◆ Source passage:
☆ ☆ ☆
So we talked about a film that Cheadle is planning to direct and star in, one scheduled for release in 2013 that has electrified everyone who has heard about it -- a film about the great jazz trumpet player Miles Davis, whom Cheadle will play.

That is great casting, not because Cheadle, with his baby face (at 44) looks much like Davis, with his Cherokee cheekbones and eyes that pierced as burningly as his music, but because Cheadle -- himself a musician -- is a superb actor who has repeatedly proven himself on screen, even when playing a part seemingly removed from himself -- talk jockey Peter Greene, for instance, in Kasi Lemmons' 2007 film "Talk to Me."

"I don't really care about the facts," said Cheadle, of the historic particulars of Davis' life. "It's not a biopic per se," not, then "a cradle to grave view of his life" but rather a portrait of one of the most dramatically compelling artists of the 20th century.

Cheadle was a high school student when he first saw Davis, and he has never forgotten it. Though the saxophone is his instrument, he's been playing the trumpet recently to get himself ready for the film.

He has, ever since the project was announced, hung out with Davis' great 1960s bass player Ron Carter, as well as that Davis Quintet's pianist Herbie Hancock and saxophonist Wayne Shorter, both of whom Cheadle expects to be involved in the soundtrack to his film.

Inside show business and occasionally outside it, Cheadle is widely known for being a committed activist citizen of the world, raising awareness in America of the horrors of Darfur, along with George Clooney, among others.

Nevertheless, he doesn't think there is anything fundamentally different about his generation of activist actors -- Clooney, Brad Pitt, Angelina Jolie, himself -- and the activist actors of the 1960s and '70s (Marlon Brando, Paul Newman, Robert Redford, etc.).

"The groundwork was laid by them for us," he says. The difference may be simply in the fact that "the media are so much different now. There tend to be more outlets now" for the actors' messages.

"Our world has gotten smaller and smaller in scale," he says. So that as a member of a privileged class -- "we have the luxury of being able to travel with security" -- actors can go to "places that weren't getting a lot of ink" and cause ink to be spilled about those places (as well as cause TV pictures to be taken).

Cheadle quotes a truism from his friend Pitt about what drives his generation of activist actors: "There are places that can't get the light. We can't get out of the light."

In the case of Cheadle and some of his movies, that isn't entirely true.
☆ ☆ ☆
◆ Information given:
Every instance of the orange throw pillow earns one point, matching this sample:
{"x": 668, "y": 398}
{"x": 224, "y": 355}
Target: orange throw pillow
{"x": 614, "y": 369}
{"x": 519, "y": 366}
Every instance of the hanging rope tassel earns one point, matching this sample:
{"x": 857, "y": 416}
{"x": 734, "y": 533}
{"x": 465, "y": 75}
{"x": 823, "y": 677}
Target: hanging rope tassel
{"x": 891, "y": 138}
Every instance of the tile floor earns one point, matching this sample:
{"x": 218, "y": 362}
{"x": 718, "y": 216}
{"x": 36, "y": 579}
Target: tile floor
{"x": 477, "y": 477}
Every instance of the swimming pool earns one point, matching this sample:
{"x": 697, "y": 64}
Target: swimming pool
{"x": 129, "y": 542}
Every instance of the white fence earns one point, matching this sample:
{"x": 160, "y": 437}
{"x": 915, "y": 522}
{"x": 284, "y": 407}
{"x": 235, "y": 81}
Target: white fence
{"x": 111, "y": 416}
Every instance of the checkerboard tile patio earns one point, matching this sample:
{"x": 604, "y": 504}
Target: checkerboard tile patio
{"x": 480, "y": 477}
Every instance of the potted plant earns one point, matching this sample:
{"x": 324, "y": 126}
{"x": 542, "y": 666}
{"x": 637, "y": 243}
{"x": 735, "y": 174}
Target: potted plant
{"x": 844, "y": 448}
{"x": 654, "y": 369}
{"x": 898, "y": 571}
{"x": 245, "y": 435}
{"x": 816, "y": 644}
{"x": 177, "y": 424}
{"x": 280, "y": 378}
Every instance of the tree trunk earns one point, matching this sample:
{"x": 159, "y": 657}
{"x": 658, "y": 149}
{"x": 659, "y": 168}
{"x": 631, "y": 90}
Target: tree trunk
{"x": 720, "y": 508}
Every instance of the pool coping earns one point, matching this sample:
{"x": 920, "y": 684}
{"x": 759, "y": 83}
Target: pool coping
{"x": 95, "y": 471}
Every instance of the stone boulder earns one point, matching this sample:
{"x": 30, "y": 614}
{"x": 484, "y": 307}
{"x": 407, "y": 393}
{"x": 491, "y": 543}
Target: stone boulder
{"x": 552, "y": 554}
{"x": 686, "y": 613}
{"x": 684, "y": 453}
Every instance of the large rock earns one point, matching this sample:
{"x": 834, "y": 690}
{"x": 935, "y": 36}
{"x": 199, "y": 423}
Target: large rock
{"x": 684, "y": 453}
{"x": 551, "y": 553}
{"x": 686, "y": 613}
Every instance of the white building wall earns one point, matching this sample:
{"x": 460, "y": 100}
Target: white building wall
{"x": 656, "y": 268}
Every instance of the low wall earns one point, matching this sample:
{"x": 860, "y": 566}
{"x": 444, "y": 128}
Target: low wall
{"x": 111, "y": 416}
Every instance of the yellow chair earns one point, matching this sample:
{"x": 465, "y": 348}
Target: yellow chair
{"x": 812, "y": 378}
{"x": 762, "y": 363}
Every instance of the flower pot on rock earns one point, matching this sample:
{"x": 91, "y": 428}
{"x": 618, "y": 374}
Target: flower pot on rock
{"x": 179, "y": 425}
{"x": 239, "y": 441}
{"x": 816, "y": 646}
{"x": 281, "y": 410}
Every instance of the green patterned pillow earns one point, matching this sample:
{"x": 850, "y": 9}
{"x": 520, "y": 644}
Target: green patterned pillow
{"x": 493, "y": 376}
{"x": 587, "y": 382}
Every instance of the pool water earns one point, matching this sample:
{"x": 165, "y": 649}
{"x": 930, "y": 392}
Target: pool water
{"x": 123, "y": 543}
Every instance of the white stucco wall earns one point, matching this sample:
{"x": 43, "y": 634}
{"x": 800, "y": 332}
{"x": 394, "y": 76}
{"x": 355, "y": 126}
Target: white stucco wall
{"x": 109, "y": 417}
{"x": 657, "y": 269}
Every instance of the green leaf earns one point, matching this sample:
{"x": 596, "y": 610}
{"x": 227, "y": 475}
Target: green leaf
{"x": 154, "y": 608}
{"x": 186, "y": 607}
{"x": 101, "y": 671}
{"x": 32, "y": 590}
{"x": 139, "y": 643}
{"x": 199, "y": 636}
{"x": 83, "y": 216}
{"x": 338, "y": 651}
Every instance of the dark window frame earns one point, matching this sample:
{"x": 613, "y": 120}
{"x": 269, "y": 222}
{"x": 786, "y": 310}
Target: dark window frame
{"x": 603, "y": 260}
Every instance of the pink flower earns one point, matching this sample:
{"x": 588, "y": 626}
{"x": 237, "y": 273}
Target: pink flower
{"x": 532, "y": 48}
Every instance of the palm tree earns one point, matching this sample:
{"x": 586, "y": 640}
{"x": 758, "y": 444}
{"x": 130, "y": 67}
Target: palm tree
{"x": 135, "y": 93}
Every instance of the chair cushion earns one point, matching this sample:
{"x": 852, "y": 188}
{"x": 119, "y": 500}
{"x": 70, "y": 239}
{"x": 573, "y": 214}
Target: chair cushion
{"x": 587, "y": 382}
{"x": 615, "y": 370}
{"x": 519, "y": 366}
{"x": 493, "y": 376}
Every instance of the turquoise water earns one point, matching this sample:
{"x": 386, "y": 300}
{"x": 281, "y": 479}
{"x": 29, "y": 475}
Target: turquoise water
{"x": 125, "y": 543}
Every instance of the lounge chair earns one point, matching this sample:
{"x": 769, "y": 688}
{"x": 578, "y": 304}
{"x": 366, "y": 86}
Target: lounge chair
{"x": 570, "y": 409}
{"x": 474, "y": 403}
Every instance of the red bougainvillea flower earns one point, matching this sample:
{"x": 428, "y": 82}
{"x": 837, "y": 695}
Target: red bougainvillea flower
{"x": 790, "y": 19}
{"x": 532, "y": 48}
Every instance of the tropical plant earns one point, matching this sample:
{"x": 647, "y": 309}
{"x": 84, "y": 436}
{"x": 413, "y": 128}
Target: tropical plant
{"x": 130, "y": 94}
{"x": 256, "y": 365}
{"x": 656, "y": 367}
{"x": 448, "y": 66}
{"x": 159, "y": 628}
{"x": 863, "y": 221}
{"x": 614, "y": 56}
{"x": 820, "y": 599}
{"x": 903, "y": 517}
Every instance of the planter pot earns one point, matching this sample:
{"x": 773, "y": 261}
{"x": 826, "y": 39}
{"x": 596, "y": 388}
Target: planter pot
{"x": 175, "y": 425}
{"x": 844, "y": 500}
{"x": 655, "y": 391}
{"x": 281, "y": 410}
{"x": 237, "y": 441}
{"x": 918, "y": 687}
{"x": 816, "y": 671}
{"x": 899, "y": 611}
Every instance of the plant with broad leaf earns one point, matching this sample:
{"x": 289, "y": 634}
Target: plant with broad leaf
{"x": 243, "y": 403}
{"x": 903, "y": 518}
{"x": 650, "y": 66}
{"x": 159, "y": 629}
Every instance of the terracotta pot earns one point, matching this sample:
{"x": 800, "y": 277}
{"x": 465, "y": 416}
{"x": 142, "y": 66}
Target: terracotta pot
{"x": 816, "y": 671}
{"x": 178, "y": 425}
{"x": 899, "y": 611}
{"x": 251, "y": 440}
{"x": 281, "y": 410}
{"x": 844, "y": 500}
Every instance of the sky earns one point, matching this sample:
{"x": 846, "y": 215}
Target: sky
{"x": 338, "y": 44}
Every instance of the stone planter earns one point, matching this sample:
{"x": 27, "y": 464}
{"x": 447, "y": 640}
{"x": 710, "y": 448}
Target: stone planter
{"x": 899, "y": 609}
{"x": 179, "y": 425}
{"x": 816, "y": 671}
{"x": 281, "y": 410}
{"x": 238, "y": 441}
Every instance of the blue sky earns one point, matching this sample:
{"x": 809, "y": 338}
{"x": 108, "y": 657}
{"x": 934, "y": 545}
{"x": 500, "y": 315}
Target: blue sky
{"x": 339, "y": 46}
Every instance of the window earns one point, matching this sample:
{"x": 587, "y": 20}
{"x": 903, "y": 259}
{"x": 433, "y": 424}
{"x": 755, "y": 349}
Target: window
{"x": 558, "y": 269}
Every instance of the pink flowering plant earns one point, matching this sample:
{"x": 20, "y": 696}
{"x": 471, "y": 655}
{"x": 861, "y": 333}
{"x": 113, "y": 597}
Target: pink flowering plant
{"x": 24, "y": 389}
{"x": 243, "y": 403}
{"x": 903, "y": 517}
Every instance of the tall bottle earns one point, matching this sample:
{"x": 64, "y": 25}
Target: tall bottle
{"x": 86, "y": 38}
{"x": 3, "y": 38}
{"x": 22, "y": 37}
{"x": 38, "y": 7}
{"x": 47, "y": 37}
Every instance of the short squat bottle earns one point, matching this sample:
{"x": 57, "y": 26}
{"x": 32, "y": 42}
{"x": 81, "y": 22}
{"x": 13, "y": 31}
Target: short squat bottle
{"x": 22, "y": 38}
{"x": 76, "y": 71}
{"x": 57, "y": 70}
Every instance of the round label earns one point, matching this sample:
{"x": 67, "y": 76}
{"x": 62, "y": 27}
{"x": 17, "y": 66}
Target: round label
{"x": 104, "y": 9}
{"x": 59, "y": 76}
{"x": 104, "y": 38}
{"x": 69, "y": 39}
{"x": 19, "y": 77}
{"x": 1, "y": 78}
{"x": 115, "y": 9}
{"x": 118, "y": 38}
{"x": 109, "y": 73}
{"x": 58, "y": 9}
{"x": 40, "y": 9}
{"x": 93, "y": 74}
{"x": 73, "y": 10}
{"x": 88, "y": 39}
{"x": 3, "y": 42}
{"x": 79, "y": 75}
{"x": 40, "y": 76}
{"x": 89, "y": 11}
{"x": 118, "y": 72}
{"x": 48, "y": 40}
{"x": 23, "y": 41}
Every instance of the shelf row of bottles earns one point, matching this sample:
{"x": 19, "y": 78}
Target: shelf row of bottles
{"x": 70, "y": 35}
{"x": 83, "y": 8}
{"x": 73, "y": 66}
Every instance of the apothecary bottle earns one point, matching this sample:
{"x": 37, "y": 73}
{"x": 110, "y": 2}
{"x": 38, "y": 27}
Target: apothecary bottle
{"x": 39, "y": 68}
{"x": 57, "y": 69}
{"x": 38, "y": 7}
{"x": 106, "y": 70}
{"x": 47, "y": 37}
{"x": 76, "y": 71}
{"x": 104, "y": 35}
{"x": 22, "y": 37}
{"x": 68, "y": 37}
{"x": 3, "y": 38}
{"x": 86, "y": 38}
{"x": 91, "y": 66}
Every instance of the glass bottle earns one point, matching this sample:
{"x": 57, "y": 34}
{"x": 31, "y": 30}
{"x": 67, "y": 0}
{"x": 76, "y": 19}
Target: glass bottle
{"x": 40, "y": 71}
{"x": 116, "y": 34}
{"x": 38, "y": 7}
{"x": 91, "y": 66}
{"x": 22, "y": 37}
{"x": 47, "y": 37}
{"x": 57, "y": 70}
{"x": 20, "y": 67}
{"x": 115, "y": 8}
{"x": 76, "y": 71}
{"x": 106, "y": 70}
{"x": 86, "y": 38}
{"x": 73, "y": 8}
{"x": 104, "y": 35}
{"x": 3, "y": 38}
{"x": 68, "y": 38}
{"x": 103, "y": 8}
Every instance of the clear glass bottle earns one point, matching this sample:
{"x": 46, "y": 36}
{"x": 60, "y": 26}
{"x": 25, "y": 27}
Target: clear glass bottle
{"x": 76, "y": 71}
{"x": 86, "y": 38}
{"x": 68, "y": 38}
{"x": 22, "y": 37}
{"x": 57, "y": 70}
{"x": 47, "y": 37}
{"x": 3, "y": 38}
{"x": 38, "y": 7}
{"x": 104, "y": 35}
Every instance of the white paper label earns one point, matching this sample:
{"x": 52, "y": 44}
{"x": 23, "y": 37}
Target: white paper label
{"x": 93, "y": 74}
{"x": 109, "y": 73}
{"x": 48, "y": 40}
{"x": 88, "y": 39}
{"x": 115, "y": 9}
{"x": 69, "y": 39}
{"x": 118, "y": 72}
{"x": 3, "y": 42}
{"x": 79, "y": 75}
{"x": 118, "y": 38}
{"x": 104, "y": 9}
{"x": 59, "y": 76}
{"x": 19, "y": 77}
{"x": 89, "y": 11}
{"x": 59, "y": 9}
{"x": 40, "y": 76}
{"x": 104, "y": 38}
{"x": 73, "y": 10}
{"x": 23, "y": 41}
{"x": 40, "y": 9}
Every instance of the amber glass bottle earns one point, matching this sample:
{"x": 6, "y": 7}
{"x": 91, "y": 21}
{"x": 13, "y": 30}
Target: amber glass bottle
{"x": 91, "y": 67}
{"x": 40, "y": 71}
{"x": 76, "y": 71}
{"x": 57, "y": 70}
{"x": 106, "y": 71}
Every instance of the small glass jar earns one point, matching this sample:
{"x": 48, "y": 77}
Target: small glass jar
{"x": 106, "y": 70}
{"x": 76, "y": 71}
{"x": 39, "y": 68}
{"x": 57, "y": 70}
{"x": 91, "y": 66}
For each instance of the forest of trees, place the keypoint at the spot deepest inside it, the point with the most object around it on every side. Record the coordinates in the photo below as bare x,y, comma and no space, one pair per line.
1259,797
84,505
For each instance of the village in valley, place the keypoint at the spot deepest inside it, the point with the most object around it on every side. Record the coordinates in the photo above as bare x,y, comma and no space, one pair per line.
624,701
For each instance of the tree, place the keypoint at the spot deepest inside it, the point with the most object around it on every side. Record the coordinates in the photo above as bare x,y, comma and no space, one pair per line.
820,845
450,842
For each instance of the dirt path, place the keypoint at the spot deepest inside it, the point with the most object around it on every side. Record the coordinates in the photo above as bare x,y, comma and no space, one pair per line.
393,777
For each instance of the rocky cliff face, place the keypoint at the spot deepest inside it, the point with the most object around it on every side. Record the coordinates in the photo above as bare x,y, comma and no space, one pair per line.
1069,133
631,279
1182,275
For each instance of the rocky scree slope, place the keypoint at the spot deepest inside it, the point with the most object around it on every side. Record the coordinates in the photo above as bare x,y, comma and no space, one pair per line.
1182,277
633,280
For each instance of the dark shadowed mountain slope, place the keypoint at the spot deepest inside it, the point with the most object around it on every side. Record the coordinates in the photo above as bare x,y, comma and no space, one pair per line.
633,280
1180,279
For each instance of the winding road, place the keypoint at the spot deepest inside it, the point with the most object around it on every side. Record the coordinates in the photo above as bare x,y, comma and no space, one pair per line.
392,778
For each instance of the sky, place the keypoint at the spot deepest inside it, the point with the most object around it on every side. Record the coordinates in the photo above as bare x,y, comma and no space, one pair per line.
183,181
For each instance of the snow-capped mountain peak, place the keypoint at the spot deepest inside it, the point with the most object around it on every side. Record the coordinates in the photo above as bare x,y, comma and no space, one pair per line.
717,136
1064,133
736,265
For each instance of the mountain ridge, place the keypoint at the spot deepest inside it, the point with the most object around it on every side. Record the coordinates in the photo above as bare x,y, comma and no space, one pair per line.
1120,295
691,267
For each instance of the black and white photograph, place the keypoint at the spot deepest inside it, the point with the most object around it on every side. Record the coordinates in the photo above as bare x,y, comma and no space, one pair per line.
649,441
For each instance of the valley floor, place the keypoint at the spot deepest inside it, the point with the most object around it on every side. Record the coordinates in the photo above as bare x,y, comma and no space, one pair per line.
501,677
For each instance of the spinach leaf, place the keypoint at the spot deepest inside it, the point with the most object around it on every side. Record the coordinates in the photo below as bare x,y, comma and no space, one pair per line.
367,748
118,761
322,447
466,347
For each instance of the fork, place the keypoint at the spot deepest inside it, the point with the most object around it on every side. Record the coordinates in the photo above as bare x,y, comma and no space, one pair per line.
☆ ☆ ☆
◆ Task description:
Rewrite the passage about Cheadle and the Miles Davis film from the words "He has, ever" through "Clooney, among others.", replacing "soundtrack" with "score". The entries are separate material and have no connection to the passage.

◆ Finished task:
He has, ever since the project was announced, hung out with Davis' great 1960s bass player Ron Carter, as well as that Davis Quintet's pianist Herbie Hancock and saxophonist Wayne Shorter, both of whom Cheadle expects to be involved in the score to his film.

Inside show business and occasionally outside it, Cheadle is widely known for being a committed activist citizen of the world, raising awareness in America of the horrors of Darfur, along with George Clooney, among others.